[Material shown]

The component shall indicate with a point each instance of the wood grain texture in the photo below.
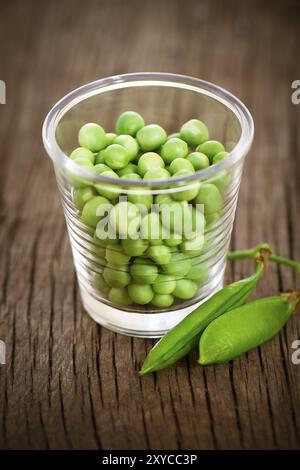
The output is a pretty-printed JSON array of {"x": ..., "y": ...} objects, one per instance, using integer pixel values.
[{"x": 68, "y": 383}]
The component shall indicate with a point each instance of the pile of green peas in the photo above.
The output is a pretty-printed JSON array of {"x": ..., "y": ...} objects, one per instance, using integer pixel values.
[{"x": 147, "y": 270}]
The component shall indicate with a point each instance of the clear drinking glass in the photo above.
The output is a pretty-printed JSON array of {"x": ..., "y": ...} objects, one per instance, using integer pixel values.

[/Material shown]

_Task goal:_
Verbatim transcription needed, from the opening line of the entries above through the line containing "peas in the photo above."; pictures do not belong in it.

_Result of the task:_
The component shall indicate with a point each instance of the wood grain texture in the photo below.
The output is a pretty-printed JSON array of {"x": ..., "y": ...} objects, one per instance, using integer pixel values.
[{"x": 68, "y": 383}]
The component shall indicate with a point each instance of the pile of green peas in the photo above.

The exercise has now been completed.